▶ _Exercise details_
Please answer from the text on Seattle City Council districts: under Charter Amendment 19, how many council members would the whole city elect at-large?

** Begin Selected text **

See that map down there? It's what the districts for future Seattle City Council elections would look like if Charter Amendment 19 passes this November. One council member would represent each district, and two more would be voted on at-large by the whole city. The proponents of the plan say their goal is to make the council more responsive to citizens' concerns and more representative of the city—right now, it's so expensive to run citywide elections, and a citywide legislator represents so many people, it's increasingly rare to see a viable grassroots campaign or a real challenge to entrenched incumbents. So we end up with downtown-business-backed candidates over and over, or incumbents who stay on forever and end up answering only to their donors.

But while powerful progressive and social-justice organizations have flocked to support the other election-reform measure on the fall ballot—that's Proposition 1, which creates a public-finance system for city council elections—the Seattle Districts Now endorsement list is almost entirely individual citizens, with a handful of politicians and organizations.

** End Selected text **
** Begin Data section **

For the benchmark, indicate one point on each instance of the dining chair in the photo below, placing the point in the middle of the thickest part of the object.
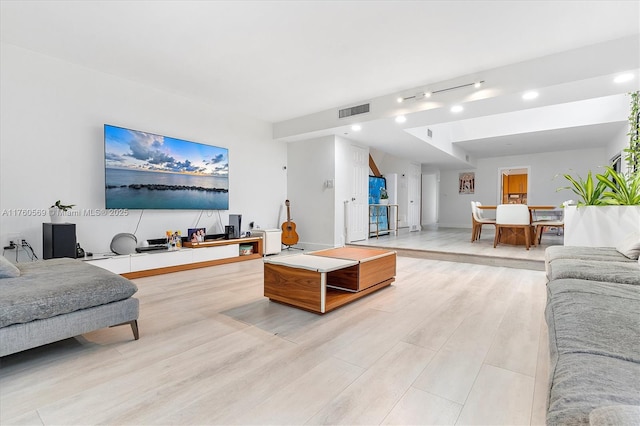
(513, 216)
(477, 221)
(539, 225)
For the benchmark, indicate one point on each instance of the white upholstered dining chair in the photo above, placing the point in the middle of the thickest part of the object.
(539, 225)
(513, 216)
(477, 221)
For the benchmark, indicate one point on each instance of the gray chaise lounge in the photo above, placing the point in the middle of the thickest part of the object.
(49, 300)
(593, 315)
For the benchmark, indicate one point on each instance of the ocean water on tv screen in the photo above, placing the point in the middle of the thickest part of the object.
(134, 189)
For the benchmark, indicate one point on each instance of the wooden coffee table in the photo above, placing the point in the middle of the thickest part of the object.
(325, 280)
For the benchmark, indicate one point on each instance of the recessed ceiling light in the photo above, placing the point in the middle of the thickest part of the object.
(623, 78)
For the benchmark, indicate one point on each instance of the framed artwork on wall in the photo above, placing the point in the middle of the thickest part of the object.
(467, 183)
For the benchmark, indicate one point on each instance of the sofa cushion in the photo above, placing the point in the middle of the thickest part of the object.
(594, 270)
(8, 269)
(594, 341)
(630, 246)
(596, 317)
(604, 254)
(615, 415)
(47, 288)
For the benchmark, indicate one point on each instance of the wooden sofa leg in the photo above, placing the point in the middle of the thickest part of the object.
(134, 328)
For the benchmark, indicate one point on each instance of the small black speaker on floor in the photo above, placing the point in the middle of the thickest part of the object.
(229, 231)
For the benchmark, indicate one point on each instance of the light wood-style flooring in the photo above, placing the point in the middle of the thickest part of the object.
(448, 343)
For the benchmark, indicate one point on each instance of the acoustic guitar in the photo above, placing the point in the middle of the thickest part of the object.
(289, 235)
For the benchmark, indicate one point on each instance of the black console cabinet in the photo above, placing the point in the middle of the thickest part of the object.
(58, 240)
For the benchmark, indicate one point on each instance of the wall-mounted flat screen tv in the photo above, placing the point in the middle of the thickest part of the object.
(148, 171)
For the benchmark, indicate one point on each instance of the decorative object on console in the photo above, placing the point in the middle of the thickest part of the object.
(57, 211)
(174, 240)
(235, 220)
(124, 243)
(196, 235)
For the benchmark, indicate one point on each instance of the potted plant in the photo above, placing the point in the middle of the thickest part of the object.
(58, 210)
(609, 206)
(384, 196)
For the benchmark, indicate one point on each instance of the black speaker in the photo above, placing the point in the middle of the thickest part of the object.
(228, 232)
(58, 240)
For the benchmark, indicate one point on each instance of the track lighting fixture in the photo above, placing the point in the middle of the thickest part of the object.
(423, 95)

** End Data section **

▶ _Answer to the task_
Two